### PASSAGE PROVIDED
[start]

Why do we, as men, feel so entitled to women? Why would those of us who have nothing to offer feel entitled to women who offer the most?

Why does every pathetic, loser, “but I’m a nice guy”, fucking incel feel like they have the rights to every woman’s body?

I mean, come on. I’m overweight, average looking, I don’t possess any superhuman sex skills or attributions other than an open mind and an enthusiasm for the sport.

Why would I think that I’ve got any right to a woman that I haven’t earned? Why should the supermodels of the world be mine to do with as I please?

Why would they?

I mean, come on. You have to earn it. Get in shape. Take care of yourself. Make yourself interesting as a person.

No one’s entitled to shit.

You want to fuck beautiful people? Well, fat, lazy slob in the basement with cheeto dust on his chin ain’t going to cut it.

Ducky ain’t it.

Personally, I blame John Hughes.

Target: 1000 words
Written: 1117 words, short story: Forest Edge

Read: The Oracle Year, Charles Soule
Comics: Pitt 1-4
Music: I Scream Sunday, Johnny Cash

starting to wonder

There’s been a recurring theme in my work, mostly because as a plot device, it’s evil, but it’s always the same. I know, I know. It happens the world over, but maybe I’m utilizing it too much.

Men and women have always been a complicated thing, but the reality is that it’s not actually that complicated.

It’s the same as anything, really. Be good to each other, and things will be fine.

Unfortunately, it’s far too easy (especially these days), to be shitty to one another.

And as has always been, no matter the race, creed or culture, women take the worst end of it. It doesn’t matter what you are, if you’re a woman, it’s worse for you.

And that’s bullshit.

I mean, I lucked out, technically; I’m a straight, white male. According to most of what I see these days, I should not be allowed to comment anything on these matters, but Yes, Ma’am. I agree.

While that might sound like complaining, it’s not. I do agree, for the most part. I don’t want to mansplain shit to anyone.

I do want to demonstrate that I understood the lesson.

I’m just starting to wonder about how things seem to go in my stories, if I’ve actually taken the lesson to heart.

[end]

### DATASET EXTRACT
[start]

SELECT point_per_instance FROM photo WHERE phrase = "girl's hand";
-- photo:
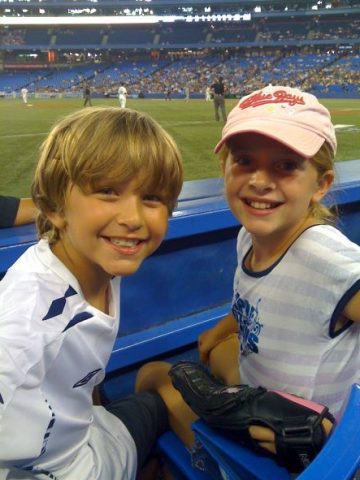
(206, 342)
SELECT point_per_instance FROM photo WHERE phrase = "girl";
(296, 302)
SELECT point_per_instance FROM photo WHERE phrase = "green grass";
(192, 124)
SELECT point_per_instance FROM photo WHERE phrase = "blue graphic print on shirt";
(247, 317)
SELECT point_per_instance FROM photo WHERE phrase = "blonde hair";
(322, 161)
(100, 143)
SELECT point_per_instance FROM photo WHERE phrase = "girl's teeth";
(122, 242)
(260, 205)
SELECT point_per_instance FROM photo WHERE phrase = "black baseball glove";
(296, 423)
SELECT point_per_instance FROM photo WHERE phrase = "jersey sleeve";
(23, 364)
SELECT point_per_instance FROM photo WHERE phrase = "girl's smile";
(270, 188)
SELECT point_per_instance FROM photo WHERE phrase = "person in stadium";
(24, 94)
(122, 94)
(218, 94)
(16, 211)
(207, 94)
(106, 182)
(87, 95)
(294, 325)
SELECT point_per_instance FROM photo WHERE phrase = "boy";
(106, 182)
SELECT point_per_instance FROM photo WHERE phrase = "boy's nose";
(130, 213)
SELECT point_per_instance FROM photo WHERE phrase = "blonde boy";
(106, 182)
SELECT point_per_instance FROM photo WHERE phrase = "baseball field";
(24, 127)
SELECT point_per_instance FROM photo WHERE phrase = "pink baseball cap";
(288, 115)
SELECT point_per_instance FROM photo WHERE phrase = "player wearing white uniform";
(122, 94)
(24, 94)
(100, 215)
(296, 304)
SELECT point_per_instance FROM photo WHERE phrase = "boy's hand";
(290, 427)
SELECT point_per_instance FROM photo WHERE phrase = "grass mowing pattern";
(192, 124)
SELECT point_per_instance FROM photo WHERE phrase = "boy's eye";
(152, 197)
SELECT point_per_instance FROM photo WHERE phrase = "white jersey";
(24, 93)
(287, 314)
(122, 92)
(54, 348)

[end]
[start]

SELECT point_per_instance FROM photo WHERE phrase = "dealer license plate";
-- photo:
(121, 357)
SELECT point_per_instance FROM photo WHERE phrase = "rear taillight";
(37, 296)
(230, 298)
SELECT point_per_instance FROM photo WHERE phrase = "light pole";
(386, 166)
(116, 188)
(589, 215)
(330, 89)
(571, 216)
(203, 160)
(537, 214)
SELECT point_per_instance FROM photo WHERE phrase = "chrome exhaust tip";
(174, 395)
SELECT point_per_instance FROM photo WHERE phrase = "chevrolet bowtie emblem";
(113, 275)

[end]

### SET EXERCISE 1
What short story does the blog post say the writer wrote?
### SET EXERCISE 2
Repeat the part of the blog post starting with "Men and women" and going on through "worse for you.".

### WRITTEN SOLUTION 1
Forest Edge

### WRITTEN SOLUTION 2
Men and women have always been a complicated thing, but the reality is that it’s not actually that complicated.

It’s the same as anything, really. Be good to each other, and things will be fine.

Unfortunately, it’s far too easy (especially these days), to be shitty to one another.

And as has always been, no matter the race, creed or culture, women take the worst end of it. It doesn’t matter what you are, if you’re a woman, it’s worse for you.